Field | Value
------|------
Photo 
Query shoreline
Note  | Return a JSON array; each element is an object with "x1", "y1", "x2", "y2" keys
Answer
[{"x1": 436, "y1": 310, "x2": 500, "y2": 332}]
....................
◆ Your objective
A faithful copy of the whole listing is needed.

◆ Response
Field | Value
------|------
Photo 
Query shoreline
Note  | Return a JSON array; each element is an object with "x1", "y1", "x2", "y2" keys
Answer
[{"x1": 436, "y1": 310, "x2": 500, "y2": 332}]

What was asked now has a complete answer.